> _What this task involves_:
All lines from the one with "Annotation task —" through the close of the records below are to be set down exactly, and no others.

> _Data under study_:

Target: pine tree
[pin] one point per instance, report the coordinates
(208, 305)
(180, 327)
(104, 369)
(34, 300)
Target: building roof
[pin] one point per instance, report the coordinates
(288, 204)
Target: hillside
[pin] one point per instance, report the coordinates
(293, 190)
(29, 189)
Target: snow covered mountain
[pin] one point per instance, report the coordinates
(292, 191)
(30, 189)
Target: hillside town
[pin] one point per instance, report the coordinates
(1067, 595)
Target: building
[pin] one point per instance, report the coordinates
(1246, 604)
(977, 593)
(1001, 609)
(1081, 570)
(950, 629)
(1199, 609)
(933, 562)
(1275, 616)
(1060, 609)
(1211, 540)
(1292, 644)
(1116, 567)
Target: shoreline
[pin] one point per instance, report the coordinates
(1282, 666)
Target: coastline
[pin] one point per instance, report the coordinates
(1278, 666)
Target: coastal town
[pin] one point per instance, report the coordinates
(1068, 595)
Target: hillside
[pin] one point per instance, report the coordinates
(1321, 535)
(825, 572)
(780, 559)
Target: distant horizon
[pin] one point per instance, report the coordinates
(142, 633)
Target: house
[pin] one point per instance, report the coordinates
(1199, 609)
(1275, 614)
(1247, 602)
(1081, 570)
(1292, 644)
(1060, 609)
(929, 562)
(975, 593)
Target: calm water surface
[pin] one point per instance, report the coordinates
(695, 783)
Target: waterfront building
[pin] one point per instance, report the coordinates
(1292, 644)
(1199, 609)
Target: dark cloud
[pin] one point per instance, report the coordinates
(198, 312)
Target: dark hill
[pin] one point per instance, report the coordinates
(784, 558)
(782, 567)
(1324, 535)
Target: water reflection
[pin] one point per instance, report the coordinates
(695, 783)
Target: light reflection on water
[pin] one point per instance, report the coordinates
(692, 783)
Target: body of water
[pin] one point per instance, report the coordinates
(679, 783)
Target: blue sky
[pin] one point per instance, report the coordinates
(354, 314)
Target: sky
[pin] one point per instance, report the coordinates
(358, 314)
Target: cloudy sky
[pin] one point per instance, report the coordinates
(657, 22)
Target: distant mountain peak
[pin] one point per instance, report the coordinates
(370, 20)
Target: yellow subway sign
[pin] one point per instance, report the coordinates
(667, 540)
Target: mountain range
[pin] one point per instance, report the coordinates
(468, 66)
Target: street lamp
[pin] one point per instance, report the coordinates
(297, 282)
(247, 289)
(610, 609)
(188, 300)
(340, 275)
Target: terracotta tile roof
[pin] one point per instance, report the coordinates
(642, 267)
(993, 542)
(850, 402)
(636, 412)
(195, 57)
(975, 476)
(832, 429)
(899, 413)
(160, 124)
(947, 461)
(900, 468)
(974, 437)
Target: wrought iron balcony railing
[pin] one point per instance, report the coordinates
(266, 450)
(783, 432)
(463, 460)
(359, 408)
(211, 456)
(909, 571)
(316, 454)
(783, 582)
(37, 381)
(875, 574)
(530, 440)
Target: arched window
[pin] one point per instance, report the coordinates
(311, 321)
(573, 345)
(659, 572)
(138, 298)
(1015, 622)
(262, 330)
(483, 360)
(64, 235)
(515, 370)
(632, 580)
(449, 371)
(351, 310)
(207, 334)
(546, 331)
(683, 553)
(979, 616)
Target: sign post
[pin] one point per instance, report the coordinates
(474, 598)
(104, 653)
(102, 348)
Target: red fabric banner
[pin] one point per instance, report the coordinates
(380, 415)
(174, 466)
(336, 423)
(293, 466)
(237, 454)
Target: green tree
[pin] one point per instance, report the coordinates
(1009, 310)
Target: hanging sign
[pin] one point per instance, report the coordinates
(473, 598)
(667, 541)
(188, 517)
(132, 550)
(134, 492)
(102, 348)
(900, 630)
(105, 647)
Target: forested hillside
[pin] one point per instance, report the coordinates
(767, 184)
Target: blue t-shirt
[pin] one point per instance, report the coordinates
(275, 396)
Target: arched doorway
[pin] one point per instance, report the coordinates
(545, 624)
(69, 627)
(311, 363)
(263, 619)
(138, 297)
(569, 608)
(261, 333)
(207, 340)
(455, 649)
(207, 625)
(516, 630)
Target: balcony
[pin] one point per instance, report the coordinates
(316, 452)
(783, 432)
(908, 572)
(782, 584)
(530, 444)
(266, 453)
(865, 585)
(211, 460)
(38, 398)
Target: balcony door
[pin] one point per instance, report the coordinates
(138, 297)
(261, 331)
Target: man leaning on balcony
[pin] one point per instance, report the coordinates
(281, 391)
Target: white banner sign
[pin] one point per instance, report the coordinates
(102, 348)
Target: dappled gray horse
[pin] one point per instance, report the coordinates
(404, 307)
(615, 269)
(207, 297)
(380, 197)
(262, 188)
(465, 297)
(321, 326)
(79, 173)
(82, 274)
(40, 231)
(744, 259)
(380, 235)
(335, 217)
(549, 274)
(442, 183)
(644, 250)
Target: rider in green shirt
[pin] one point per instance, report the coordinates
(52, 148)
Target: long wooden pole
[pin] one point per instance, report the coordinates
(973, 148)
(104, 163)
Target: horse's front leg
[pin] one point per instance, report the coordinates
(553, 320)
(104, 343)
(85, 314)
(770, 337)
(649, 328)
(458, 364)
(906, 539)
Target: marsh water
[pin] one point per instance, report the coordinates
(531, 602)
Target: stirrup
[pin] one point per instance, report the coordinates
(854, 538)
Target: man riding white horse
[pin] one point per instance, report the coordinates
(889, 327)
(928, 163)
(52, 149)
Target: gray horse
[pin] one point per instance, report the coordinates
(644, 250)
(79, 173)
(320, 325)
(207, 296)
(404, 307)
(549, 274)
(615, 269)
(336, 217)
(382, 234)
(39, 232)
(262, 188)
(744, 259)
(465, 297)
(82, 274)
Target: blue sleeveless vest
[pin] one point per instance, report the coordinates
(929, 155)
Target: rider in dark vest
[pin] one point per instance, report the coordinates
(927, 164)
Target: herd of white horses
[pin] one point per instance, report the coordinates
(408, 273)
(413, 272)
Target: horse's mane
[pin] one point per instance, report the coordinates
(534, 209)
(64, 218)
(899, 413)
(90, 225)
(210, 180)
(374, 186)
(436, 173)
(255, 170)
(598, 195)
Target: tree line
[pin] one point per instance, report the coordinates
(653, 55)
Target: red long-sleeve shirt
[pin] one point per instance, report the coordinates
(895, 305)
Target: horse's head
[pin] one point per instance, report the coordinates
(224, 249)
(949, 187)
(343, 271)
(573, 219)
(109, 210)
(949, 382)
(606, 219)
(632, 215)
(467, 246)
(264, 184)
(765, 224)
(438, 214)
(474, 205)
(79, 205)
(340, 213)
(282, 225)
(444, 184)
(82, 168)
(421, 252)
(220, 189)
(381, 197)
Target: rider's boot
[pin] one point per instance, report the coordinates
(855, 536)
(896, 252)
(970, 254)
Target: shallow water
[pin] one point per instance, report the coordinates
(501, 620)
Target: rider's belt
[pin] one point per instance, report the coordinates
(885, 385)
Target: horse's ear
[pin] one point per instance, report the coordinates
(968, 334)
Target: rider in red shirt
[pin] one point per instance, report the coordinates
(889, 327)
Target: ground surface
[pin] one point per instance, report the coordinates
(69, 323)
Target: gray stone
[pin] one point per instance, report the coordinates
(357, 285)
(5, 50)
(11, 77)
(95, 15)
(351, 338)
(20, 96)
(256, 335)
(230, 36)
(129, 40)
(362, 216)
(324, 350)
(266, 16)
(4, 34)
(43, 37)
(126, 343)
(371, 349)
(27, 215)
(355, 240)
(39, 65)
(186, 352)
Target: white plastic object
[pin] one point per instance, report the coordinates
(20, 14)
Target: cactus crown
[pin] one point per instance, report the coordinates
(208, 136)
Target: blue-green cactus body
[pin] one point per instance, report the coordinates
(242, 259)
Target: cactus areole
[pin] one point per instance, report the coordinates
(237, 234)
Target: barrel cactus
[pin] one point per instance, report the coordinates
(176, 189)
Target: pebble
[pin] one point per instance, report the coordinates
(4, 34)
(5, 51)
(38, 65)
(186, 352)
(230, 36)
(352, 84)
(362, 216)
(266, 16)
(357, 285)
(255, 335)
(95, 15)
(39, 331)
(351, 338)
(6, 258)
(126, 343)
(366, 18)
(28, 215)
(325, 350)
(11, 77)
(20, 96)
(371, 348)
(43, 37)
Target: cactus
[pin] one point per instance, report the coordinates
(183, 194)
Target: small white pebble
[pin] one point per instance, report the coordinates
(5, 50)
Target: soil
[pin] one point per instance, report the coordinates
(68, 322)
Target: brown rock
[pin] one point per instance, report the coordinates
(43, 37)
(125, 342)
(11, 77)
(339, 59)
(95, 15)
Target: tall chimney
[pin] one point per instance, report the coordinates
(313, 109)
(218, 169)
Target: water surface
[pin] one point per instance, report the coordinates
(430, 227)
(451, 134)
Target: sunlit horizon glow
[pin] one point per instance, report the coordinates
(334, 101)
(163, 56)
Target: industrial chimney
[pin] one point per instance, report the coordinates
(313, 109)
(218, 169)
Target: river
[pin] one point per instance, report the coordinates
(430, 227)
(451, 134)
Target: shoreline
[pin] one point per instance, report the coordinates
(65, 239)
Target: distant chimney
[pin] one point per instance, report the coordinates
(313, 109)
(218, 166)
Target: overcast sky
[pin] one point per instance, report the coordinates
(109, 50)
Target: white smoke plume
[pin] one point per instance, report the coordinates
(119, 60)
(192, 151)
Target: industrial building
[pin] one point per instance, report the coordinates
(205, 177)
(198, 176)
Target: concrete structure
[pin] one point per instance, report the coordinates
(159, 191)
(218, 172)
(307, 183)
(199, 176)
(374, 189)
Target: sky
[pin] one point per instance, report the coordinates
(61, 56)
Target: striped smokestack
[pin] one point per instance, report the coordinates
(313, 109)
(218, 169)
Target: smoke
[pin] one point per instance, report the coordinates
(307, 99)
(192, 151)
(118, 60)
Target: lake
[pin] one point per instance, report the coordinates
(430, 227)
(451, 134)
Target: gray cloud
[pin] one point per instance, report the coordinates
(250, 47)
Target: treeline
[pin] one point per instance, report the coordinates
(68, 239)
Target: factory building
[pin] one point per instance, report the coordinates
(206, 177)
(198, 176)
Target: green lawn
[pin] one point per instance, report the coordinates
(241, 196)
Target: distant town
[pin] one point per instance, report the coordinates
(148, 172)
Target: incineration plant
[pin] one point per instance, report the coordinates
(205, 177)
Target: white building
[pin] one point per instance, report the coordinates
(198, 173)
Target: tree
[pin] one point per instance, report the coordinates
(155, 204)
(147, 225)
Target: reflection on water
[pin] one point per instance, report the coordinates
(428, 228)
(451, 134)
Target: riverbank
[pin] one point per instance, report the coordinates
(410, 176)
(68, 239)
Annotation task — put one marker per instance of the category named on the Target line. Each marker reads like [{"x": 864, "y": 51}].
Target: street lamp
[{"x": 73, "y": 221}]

> _Result for this task_:
Annotation task — put one marker per instance of the category named on the Target line. Each marker reads like [{"x": 864, "y": 51}].
Target: street lamp
[{"x": 73, "y": 221}]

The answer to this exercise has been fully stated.